→ What is being asked: Please make an exact transcription of all the data that follows.

→ Referring expression data:
********
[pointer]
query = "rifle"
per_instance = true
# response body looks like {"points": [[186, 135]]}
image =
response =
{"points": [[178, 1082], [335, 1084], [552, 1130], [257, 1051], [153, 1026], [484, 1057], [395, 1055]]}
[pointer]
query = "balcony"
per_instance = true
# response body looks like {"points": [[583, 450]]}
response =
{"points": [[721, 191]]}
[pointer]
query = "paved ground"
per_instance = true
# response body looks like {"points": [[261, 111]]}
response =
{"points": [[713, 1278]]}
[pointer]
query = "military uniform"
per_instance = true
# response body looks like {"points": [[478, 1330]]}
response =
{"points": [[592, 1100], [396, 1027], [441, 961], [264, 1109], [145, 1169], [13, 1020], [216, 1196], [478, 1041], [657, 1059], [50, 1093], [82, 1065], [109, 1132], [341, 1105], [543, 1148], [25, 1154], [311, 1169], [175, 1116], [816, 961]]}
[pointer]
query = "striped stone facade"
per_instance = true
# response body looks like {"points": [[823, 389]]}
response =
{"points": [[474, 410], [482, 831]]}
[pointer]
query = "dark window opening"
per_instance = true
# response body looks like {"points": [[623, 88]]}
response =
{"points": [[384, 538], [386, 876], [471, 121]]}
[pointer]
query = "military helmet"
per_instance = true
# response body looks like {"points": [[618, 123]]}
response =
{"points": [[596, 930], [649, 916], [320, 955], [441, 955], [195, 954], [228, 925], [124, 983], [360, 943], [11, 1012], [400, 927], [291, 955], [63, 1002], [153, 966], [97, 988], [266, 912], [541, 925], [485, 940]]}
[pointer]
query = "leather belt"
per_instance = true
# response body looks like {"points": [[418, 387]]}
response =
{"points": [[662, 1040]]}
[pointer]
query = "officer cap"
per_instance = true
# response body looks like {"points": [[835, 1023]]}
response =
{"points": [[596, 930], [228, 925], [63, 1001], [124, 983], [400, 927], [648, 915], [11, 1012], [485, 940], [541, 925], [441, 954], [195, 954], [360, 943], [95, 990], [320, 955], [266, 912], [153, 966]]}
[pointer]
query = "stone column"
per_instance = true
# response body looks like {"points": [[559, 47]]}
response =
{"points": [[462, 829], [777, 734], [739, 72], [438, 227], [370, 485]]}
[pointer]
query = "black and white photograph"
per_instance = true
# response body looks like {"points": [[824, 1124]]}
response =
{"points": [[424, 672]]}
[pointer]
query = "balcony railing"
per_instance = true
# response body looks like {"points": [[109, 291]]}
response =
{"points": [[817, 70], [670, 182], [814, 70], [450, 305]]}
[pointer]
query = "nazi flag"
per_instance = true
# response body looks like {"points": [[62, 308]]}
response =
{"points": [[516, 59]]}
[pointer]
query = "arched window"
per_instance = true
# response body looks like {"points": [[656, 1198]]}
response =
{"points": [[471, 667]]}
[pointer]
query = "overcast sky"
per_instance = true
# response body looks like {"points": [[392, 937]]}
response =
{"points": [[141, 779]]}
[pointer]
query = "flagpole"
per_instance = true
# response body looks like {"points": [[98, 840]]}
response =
********
→ Response box:
[pointer]
query = "rifle"
per_instance = true
# response body looks like {"points": [[186, 135]]}
image =
response =
{"points": [[178, 1082], [335, 1084], [552, 1130], [257, 1051], [153, 1026], [484, 1057], [395, 1055]]}
[pointer]
query = "balcony"
per_instance = true
# response body looks like {"points": [[583, 450]]}
response =
{"points": [[721, 191]]}
[pointer]
query = "paved ground"
per_instance = true
# response body looks like {"points": [[261, 111]]}
response =
{"points": [[713, 1278]]}
[pointer]
query = "military uniform"
per_instance = true
# response body looks like {"points": [[478, 1330]]}
response =
{"points": [[592, 1100], [396, 1027], [441, 961], [264, 1109], [145, 1169], [13, 1020], [216, 1196], [478, 1041], [657, 1059], [50, 1093], [82, 1065], [109, 1132], [341, 1105], [543, 1148], [25, 1154], [311, 1169], [175, 1116], [816, 961]]}
[pointer]
query = "striped stone facade"
per_instance = true
# response body looks like {"points": [[823, 389]]}
response =
{"points": [[474, 410], [482, 831]]}
[pointer]
query = "dark window opening"
per_instance = true
# response body looks like {"points": [[623, 88]]}
response =
{"points": [[384, 538], [386, 876], [471, 121]]}
[pointer]
query = "military helmet"
per_instance = true
# response body looks like {"points": [[618, 123]]}
response =
{"points": [[596, 930], [649, 916], [320, 955], [441, 955], [195, 954], [228, 925], [124, 983], [360, 943], [11, 1012], [400, 927], [291, 955], [63, 1002], [153, 966], [97, 988], [266, 912], [541, 925], [485, 940]]}
[pointer]
query = "leather belt"
per_instance = true
# response body looks like {"points": [[418, 387]]}
response =
{"points": [[662, 1040]]}
[pointer]
query = "officer cap"
per_instance = true
# response body looks like {"points": [[835, 1023]]}
response =
{"points": [[596, 930], [228, 925], [63, 1001], [124, 983], [400, 927], [648, 915], [11, 1012], [485, 940], [541, 925], [441, 954], [195, 954], [360, 943], [95, 990], [320, 955], [266, 912], [153, 966]]}
[pointer]
query = "stone column"
per_instance = true
# response body looks like {"points": [[559, 47]]}
response =
{"points": [[462, 829], [777, 734], [739, 72], [438, 227], [370, 485]]}
[pointer]
query = "black and white photograph"
per_instance = true
# response body looks like {"points": [[824, 1124]]}
response =
{"points": [[424, 672]]}
[pointer]
query = "balcony railing"
per_instance = true
# response body looks like {"points": [[109, 291]]}
response =
{"points": [[817, 70], [670, 182], [814, 70], [450, 305]]}
[pointer]
query = "nazi flag"
per_instance = true
# response body looks like {"points": [[62, 308]]}
response =
{"points": [[516, 59]]}
[pointer]
query = "arched window"
per_instance = true
# response body looks like {"points": [[656, 1198]]}
response =
{"points": [[471, 667]]}
[pointer]
query = "overcast sky"
per_instance = true
# response body looks like {"points": [[392, 937]]}
response =
{"points": [[141, 779]]}
[pointer]
query = "flagpole"
per_instance = true
# response body looks like {"points": [[98, 840]]}
response =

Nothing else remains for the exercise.